Collected data entries
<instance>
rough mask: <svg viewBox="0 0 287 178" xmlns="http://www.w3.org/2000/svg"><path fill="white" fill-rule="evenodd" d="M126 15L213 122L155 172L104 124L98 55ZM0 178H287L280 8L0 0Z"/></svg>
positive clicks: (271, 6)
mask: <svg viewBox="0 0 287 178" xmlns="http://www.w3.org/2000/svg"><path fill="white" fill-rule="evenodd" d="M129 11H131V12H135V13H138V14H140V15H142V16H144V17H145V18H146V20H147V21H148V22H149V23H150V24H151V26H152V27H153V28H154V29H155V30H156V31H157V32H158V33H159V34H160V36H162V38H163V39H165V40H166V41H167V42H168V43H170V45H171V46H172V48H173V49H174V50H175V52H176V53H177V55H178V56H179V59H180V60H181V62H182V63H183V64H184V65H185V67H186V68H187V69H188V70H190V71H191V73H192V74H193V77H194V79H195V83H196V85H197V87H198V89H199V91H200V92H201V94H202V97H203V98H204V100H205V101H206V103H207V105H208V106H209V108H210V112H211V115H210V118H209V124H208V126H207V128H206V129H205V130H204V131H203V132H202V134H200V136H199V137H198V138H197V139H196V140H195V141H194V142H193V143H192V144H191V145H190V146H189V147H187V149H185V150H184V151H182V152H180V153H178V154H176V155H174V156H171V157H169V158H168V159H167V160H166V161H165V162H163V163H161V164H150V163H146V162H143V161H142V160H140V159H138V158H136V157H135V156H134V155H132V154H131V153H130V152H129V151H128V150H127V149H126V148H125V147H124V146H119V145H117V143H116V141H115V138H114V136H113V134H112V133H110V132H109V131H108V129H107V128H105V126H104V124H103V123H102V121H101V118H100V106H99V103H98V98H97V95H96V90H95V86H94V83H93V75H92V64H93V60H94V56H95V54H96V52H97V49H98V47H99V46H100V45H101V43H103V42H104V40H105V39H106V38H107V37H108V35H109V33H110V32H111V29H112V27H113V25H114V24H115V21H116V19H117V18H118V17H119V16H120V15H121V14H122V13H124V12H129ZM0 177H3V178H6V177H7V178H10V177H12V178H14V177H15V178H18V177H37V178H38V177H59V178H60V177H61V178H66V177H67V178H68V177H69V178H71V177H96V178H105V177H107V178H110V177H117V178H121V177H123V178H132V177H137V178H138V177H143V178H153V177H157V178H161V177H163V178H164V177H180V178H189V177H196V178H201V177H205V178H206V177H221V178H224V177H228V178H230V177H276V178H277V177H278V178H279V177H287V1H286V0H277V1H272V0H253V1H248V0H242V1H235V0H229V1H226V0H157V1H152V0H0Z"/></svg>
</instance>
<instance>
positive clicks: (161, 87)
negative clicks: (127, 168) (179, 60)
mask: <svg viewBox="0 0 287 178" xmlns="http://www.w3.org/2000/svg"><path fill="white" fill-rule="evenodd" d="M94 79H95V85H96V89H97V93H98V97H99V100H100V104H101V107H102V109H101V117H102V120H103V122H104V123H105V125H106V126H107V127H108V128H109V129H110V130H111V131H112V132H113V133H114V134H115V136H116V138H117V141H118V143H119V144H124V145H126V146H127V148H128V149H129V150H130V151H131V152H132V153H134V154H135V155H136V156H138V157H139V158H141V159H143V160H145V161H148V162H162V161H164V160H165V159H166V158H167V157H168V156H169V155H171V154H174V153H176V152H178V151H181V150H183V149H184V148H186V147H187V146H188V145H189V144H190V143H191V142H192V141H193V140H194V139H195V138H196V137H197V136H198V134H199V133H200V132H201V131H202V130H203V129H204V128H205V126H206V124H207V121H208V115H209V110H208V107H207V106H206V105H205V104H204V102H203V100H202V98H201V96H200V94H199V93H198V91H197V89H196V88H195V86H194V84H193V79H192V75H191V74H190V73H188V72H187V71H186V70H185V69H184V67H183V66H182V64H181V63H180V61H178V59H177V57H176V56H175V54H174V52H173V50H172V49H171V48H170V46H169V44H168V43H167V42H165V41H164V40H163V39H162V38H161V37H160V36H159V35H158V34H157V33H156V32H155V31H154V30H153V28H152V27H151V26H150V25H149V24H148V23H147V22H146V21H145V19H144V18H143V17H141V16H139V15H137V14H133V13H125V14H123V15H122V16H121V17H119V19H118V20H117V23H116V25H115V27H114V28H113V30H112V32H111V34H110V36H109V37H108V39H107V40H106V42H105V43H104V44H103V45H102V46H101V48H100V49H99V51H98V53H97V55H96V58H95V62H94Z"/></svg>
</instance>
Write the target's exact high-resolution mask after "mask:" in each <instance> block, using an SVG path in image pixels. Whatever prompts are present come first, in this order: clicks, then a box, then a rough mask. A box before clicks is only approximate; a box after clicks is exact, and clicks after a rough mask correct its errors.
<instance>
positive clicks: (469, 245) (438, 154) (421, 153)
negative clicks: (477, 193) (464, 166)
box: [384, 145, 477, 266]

— YOUR TASK —
Set down each entry exactly as it appears above.

— PROBLEM SOLUTION —
<instance>
rough mask: <svg viewBox="0 0 287 178" xmlns="http://www.w3.org/2000/svg"><path fill="white" fill-rule="evenodd" d="M126 15L213 122L155 172L104 124L98 55ZM0 178H287L280 8L0 0Z"/></svg>
positive clicks: (271, 6)
mask: <svg viewBox="0 0 287 178" xmlns="http://www.w3.org/2000/svg"><path fill="white" fill-rule="evenodd" d="M129 11H131V12H135V13H138V14H140V15H142V16H144V17H145V18H146V20H147V21H148V22H149V23H150V24H151V26H152V27H153V28H154V29H155V30H156V31H157V32H158V33H159V34H160V36H162V38H163V39H165V40H166V41H167V42H168V43H170V45H171V46H172V48H173V49H174V50H175V52H176V53H177V55H178V56H179V59H180V60H181V62H182V63H183V64H184V65H185V67H186V68H187V69H188V70H190V71H191V73H192V74H193V77H194V79H195V83H196V85H197V87H198V89H199V91H200V92H201V94H202V97H203V98H204V100H205V101H206V103H207V105H208V106H209V108H210V112H211V115H210V118H209V124H208V126H207V128H206V129H205V130H204V131H203V132H202V134H200V136H199V137H198V138H197V139H196V140H195V141H194V142H193V143H192V144H191V145H190V146H189V147H187V149H185V150H184V151H182V152H180V153H178V154H176V155H174V156H171V157H169V158H168V159H167V160H166V161H165V162H163V163H161V164H150V163H146V162H143V161H142V160H140V159H138V158H136V157H135V156H134V155H132V154H131V153H130V152H129V151H128V150H127V149H126V148H125V147H124V146H119V145H117V143H116V141H115V138H114V136H113V134H112V133H110V132H109V131H108V129H107V128H105V126H104V124H103V123H102V121H101V118H100V106H99V103H98V98H97V95H96V90H95V86H94V83H93V75H92V64H93V60H94V56H95V54H96V52H97V49H98V47H99V46H100V45H101V43H103V42H104V40H105V39H106V38H107V37H108V35H109V33H110V32H111V29H112V27H113V25H114V24H115V21H116V19H117V18H118V17H119V16H120V15H121V14H122V13H124V12H129ZM0 177H3V178H6V177H7V178H10V177H12V178H14V177H15V178H18V177H37V178H38V177H59V178H60V177H61V178H66V177H67V178H68V177H69V178H71V177H96V178H105V177H107V178H110V177H117V178H121V177H123V178H132V177H137V178H138V177H143V178H153V177H157V178H161V177H163V178H164V177H180V178H189V177H196V178H201V177H205V178H206V177H221V178H224V177H228V178H230V177H276V178H277V177H278V178H279V177H287V1H286V0H277V1H272V0H253V1H248V0H242V1H235V0H229V1H226V0H157V1H152V0H0Z"/></svg>
</instance>
<instance>
positive clicks: (161, 87)
negative clicks: (127, 168) (179, 60)
mask: <svg viewBox="0 0 287 178" xmlns="http://www.w3.org/2000/svg"><path fill="white" fill-rule="evenodd" d="M94 79H95V85H96V89H97V93H98V97H99V100H100V104H101V107H102V109H101V117H102V120H103V122H104V123H105V125H106V126H107V127H108V128H109V129H110V130H111V131H112V132H113V133H114V134H115V136H116V138H117V141H118V143H119V144H124V145H126V146H127V148H128V149H129V150H130V151H131V152H132V153H134V154H135V155H136V156H138V157H139V158H141V159H143V160H145V161H148V162H162V161H164V160H165V159H166V158H167V157H168V156H169V155H171V154H174V153H176V152H178V151H181V150H183V149H184V148H186V147H187V146H188V145H189V144H190V143H191V142H192V141H193V140H194V139H195V138H196V137H197V136H198V134H199V133H200V132H201V131H202V130H203V129H204V128H205V126H206V124H207V121H208V115H209V110H208V107H207V106H206V105H205V104H204V102H203V100H202V98H201V96H200V94H199V93H198V91H197V89H196V88H195V86H194V84H193V79H192V75H191V74H190V73H188V72H187V71H186V70H185V69H184V67H183V66H182V64H181V63H180V61H178V59H177V57H176V56H175V54H174V52H173V50H172V49H171V48H170V46H169V44H168V43H167V42H165V41H164V40H163V39H162V38H161V37H160V36H159V35H158V34H157V33H156V32H155V31H154V30H153V28H152V27H151V26H150V25H149V24H148V23H147V22H146V21H145V19H144V18H143V17H141V16H139V15H137V14H133V13H125V14H123V15H122V16H121V17H119V19H118V20H117V23H116V25H115V27H114V28H113V30H112V32H111V34H110V36H109V37H108V39H107V40H106V42H105V43H104V44H103V45H102V46H101V48H100V49H99V51H98V53H97V55H96V58H95V62H94Z"/></svg>
</instance>
Write the target's exact high-resolution mask after "mask:" in each <instance> block, using an SVG path in image pixels. Whatever prompts are present come first, in this order: clicks, then a box, then a rough mask. A box before clicks is only approximate; a box after clicks is exact, and clicks after a rough mask correct its errors.
<instance>
positive clicks: (469, 245) (438, 154) (421, 153)
negative clicks: (477, 193) (464, 166)
box: [384, 145, 477, 266]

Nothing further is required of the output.